L'automatisation est-elle une menace pour les travailleuses de l'habillement ? Les experts de l'industrie affirment que ce n'est pas forcément le cas.

3 septembre 2021

Mitu est une superviseuse de ligne de 24 ans originaire du Bangladesh. Elle a commencé sa carrière il y a plusieurs années, en tant qu'opératrice de machine dans une usine de confection. L'année dernière, Mitu a décidé de participer à un programme de formation géré par Better Work et conçu pour aider les femmes à progresser dans leur carrière dans l'ensemble du secteur. Depuis lors, Mitu affirme que sa vie et sa carrière ont changé.

"Je n'avais jamais envisagé de devenir superviseur et de diriger une chaîne de production, mais j'ai fini par le faire. Aujourd'hui, je peux facilement diriger une chaîne de production de 25 travailleurs, dont la plupart sont des femmes", explique Mitu. "Dans notre pays, il est rare que les femmes puissent développer leurs compétences en matière d'innovation et de technologie.

_DONNÉES FOURNIES_
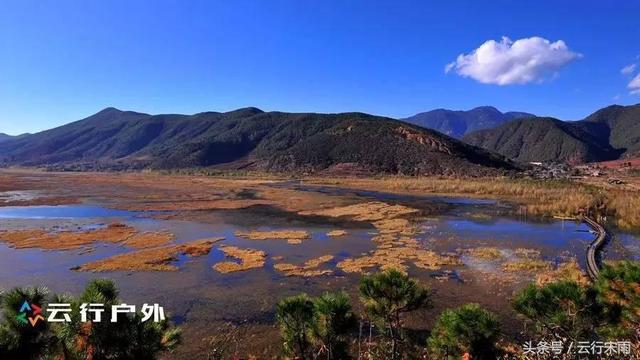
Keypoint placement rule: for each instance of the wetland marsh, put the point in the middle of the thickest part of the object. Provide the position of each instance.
(219, 251)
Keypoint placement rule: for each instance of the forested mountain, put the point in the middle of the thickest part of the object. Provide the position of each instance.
(607, 134)
(459, 123)
(250, 139)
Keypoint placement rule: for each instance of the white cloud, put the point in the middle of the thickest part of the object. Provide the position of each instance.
(513, 62)
(634, 85)
(628, 70)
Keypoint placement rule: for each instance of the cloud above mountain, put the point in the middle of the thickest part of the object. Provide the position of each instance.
(628, 70)
(509, 62)
(634, 85)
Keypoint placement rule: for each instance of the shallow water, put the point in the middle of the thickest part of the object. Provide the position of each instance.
(197, 295)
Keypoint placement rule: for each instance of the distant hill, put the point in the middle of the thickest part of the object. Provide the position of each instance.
(622, 124)
(459, 123)
(608, 134)
(250, 139)
(4, 137)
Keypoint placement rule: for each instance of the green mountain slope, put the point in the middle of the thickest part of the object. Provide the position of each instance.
(607, 134)
(250, 138)
(459, 123)
(546, 139)
(623, 124)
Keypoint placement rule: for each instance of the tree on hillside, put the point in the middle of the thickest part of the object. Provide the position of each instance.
(389, 294)
(333, 320)
(466, 329)
(296, 318)
(558, 309)
(617, 292)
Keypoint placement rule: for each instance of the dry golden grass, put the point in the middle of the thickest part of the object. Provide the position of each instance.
(527, 253)
(67, 240)
(249, 259)
(626, 205)
(369, 211)
(308, 269)
(489, 253)
(336, 233)
(528, 265)
(566, 271)
(156, 259)
(538, 197)
(293, 236)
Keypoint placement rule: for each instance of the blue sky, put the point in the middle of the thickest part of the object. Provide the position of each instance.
(64, 60)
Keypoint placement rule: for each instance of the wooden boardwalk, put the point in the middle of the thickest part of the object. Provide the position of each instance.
(593, 270)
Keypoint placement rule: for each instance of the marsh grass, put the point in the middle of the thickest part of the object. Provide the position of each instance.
(536, 197)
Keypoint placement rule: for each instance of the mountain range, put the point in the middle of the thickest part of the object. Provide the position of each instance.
(249, 138)
(608, 134)
(457, 123)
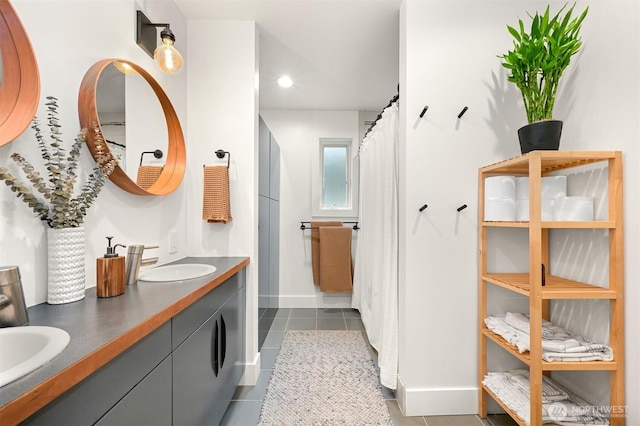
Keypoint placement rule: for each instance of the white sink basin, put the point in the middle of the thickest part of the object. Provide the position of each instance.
(26, 348)
(185, 271)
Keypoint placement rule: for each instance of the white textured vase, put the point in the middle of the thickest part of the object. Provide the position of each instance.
(65, 265)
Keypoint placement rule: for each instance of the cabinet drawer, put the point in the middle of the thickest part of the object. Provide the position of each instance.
(90, 399)
(148, 404)
(187, 321)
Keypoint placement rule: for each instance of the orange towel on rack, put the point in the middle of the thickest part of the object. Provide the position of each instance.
(147, 176)
(216, 206)
(336, 271)
(315, 247)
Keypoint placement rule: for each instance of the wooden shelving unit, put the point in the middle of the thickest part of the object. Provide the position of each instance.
(535, 165)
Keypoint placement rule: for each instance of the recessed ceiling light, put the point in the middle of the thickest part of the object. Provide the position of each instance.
(285, 81)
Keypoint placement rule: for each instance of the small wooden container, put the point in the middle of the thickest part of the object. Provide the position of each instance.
(110, 276)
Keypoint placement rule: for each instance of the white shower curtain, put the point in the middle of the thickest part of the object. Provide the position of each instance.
(375, 281)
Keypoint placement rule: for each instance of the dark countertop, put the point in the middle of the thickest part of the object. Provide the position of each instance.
(114, 323)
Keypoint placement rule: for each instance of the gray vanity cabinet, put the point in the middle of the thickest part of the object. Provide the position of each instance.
(208, 365)
(148, 404)
(183, 373)
(89, 400)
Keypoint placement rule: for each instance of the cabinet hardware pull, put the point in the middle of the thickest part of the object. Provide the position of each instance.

_EXERCICES PROPOSÉS_
1 > D'après le texte sur l'automatisation et les travailleuses de l'habillement, quel poste Mitu occupait-elle au début de sa carrière ?
2 > Rédigez la suite du texte sur l'automatisation et les travailleuses de l'habillement, à partir de sa dernière phrase.

_CORRIGÉ DES EXERCICES_
1 > Elle était opératrice de machine dans une usine de confection.

2 >
Les nouvelles technologies et l'automatisation transforment fondamentalement les industries du monde entier, y compris celles de l'habillement et de la chaussure, dans le but d'améliorer l'efficacité, la productivité et la durabilité environnementale au niveau de l'usine. Bien que les femmes aient été à l'avant-garde de la main-d'œuvre du secteur de la confection au Bangladesh, leur proportion a diminué ces dernières années, les femmes ayant également moins accès à l'acquisition de compétences techniques et à la formation au Bangladesh. L'industrie de l'habillement représente 80 % des recettes d'exportation totales de Dacca, et le Bangladesh est l'un des pays où le passage aux nouvelles technologies dans les ateliers a commencé. La question de savoir si les travailleurs risquent de perdre leur emploi est devenue cruciale, en particulier pour les femmes comme Mitu, qui ont toujours eu un accès limité à la formation et au perfectionnement dans le pays.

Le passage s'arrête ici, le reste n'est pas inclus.